Textabschnitt
In dem Lied markieren die Songwriter im Blick auf Ihre Heimat manche Spannungen. Ausgehend von den „traurigen Bildern“ aus der Stadt Bautzen kommen Wut und Aushalten zur Sprache:
Ich kenn' dich, kenn' dich gut
Mein Osten, mein Osten
Versteh zum Teil auch deine Wut
Mein Osten, mein Osten
Aufgeben, nicht deine Art
Und nicht komplett im Arsch
Mein Osten.
Hier ist die Rede von „Rissen die durch die Familien“ und „durch die Menschen selbst gehen“. Der Song spricht von Problemen, die nicht mit dem „Mittelfinger“ und den „Ideen von 1933“ zu lösen sind. Zugleich:
Werden reden müssen, streiten
Um Kompromisse ringen müssen und so weiter.
Immer wieder steht eine Würdigung an die Menschen, die Gegenden, die Orte, aus denen die Songwriter stammen.
Ich kenn' dich, kenn' dich gut
Mein Osten, mein Osten
An deiner Schönheit kratzt die Wut
Mein Osten, mein Osten
Meine Wurzeln, mein Revier
Mein Osten, mein Osten
Hab' Bescheidenheit von dir
Mein Osten, ich steh' zu dir
Ich vergess' nicht, wo ich herkomm'
Vergess' nicht, wo ich herkomm'
Ich vergess' nicht, wo ich herkomm'
Vergess' nicht
Ich kenn' doch dein' freundlichen Blick
Mein Osten, mein Osten
Ruppig, herzlich, wie du bist
Mein Osten, mein Osten.

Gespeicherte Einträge
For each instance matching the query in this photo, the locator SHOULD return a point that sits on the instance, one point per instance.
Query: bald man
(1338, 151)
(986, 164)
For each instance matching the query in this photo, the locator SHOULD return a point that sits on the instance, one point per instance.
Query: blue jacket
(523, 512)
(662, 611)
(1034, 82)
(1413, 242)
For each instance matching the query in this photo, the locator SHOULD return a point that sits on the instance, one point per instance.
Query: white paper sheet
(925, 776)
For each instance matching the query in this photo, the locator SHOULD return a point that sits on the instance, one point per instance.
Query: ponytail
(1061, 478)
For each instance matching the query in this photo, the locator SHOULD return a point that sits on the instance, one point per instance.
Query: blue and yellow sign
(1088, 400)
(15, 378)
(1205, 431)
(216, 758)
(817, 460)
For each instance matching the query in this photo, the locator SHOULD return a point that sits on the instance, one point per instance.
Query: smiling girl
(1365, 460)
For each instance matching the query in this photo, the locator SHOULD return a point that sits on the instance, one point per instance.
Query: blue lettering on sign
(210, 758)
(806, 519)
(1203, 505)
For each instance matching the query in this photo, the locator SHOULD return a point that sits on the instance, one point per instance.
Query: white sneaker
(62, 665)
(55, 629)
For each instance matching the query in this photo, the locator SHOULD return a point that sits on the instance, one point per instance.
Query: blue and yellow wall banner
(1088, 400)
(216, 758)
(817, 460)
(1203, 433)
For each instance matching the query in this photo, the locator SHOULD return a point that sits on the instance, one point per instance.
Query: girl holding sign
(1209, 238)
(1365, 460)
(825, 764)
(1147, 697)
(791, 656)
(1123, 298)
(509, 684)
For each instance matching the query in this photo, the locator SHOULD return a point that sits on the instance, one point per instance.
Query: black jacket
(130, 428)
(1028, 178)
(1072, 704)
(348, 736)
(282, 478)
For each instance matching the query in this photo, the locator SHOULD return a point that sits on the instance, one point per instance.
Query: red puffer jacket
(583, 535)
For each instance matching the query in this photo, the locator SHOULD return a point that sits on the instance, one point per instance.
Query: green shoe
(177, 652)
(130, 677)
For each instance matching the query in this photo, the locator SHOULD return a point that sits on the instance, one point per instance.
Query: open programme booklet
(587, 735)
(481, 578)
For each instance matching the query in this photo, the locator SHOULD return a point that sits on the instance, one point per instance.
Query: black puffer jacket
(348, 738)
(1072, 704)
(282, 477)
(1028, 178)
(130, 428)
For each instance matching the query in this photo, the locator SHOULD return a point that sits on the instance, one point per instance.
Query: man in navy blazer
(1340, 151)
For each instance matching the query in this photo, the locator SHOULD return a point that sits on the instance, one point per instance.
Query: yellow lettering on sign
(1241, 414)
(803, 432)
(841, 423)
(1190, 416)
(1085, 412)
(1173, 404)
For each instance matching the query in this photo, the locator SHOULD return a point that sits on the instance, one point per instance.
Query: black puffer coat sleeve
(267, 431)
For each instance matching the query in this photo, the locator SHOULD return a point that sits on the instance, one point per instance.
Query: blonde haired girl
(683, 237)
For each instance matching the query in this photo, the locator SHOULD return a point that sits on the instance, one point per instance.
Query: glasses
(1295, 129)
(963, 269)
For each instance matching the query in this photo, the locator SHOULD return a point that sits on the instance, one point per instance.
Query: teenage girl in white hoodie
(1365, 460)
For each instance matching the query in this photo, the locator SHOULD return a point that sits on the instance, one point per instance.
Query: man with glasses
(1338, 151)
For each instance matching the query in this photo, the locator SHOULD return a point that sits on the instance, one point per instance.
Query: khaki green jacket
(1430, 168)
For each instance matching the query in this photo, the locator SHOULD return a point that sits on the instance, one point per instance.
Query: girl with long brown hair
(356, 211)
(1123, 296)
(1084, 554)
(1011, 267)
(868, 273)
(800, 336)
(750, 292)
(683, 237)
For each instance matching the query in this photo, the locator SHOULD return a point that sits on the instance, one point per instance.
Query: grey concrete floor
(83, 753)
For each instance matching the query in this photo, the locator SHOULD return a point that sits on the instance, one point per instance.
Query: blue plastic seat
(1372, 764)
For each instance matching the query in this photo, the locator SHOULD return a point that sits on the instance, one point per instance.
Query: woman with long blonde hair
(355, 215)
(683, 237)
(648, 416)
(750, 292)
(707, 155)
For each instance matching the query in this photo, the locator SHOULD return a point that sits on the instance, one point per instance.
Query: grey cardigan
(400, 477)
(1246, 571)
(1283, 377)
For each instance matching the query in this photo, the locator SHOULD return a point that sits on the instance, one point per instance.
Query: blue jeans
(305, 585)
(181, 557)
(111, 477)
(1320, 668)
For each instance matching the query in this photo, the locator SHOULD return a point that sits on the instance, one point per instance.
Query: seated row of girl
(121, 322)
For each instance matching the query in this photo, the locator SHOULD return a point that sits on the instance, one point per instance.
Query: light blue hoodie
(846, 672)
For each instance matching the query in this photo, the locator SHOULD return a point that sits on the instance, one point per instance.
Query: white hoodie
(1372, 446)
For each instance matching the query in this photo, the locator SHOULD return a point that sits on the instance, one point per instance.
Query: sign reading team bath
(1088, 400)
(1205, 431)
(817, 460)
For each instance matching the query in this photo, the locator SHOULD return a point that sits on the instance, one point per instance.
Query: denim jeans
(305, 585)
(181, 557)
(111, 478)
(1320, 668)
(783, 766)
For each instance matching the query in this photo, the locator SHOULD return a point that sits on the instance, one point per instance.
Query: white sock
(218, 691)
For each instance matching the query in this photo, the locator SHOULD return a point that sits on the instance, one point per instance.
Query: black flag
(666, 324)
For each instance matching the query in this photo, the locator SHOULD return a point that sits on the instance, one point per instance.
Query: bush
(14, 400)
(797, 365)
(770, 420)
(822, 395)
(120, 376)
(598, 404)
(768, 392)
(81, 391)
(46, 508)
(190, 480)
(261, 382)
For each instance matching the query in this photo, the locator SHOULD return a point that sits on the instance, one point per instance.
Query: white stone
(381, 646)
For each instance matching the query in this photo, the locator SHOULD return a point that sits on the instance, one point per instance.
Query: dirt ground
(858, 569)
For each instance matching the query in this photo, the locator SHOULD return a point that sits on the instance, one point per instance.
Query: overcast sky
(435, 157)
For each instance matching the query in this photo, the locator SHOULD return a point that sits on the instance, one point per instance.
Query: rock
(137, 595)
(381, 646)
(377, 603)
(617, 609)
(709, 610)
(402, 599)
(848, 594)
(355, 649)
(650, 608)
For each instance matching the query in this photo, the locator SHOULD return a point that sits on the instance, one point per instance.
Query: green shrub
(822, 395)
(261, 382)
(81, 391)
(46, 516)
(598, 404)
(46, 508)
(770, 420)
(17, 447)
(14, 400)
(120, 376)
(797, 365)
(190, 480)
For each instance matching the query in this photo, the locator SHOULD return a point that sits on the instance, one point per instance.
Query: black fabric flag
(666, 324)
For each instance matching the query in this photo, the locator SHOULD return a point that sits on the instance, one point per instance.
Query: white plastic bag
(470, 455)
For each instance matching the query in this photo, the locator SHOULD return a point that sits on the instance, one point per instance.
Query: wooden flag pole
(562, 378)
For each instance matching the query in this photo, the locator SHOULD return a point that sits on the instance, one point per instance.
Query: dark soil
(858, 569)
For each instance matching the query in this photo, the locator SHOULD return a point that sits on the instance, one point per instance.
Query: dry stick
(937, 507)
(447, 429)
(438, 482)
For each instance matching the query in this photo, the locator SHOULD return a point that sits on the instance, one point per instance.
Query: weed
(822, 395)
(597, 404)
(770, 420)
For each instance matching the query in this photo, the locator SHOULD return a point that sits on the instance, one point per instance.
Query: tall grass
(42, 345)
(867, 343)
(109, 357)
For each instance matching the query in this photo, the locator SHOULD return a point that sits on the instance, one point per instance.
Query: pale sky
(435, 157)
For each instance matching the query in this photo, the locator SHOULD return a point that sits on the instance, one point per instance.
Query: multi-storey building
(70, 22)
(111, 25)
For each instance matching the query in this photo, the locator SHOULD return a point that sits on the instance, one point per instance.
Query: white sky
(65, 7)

Zu bearbeiten
1. Gib den Text über das Lied von „Hier ist die“ bis einschließlich „und so weiter.“ wieder und ersetze dabei „streiten“ durch „verhandeln“.
2. Aus welcher Stadt kommen laut dem Text über das Lied die „traurigen Bilder“?
3. Schreibe den Text über das Lied im Anschluss an seine letzte Zeile weiter.
Die Daten stammen aus einer anderen Quelle.

Lösungen
1.
Hier ist die Rede von „Rissen die durch die Familien“ und „durch die Menschen selbst gehen“. Der Song spricht von Problemen, die nicht mit dem „Mittelfinger“ und den „Ideen von 1933“ zu lösen sind. Zugleich:
Werden reden müssen, verhandeln
Um Kompromisse ringen müssen und so weiter.

2. Aus Bautzen.

3.
Am Ende dann – und so empfinden es vermutlich die Musiker aus Bautzen – findet sich ein Wort der Hoffnung. Es geht weiter:
Wir kriegen irgendwas hin
Dass deine Ängste nicht gewinnen
Mein Osten.
Wenn wir nun nach einer Sendung fragen, die einer Kirche von Magdeburg ihren Sinn verleiht: Sie liegt auch darin, einer Gesellschaft – die gespalten ist – mit kleinen, wohl oft machtlosen Schritten zu helfen, ihren Zusammenhang wiederzufinden und zu bewahren. Spricht doch der Anfang des Konzilstextes über die Kirche „Lumen gentium“ recht schlicht und klar, dass die Kirche „in Christus gleichsam das Sakrament bzw. Zeichen und Werkzeug für die innigste Vereinigung mit Gott und für die Einheit des ganzen Menschengeschlechts“ sei (LG 1). Damit legt sich eine Richtung für die Sendung einer Kirche hier im Mitteldeutschland dieser Tage offen. Es scheint darum zu gehen, Menschen zu helfen, jene „Risse“ zu überwinden, von denen das Lied sprach, zu ermöglichen, „Wut“ aussprechen, um sie dann ablegen zu können. Manchmal wird es nötig sein, Einzelnen Mut und Wertschätzung zuzusprechen. Und dann der Blick, dass es weiter geht … damit Menschen hier gut miteinander leben können: Ein Einheitsdienst, der die Alten wie die Neuen zu verbinden weiß.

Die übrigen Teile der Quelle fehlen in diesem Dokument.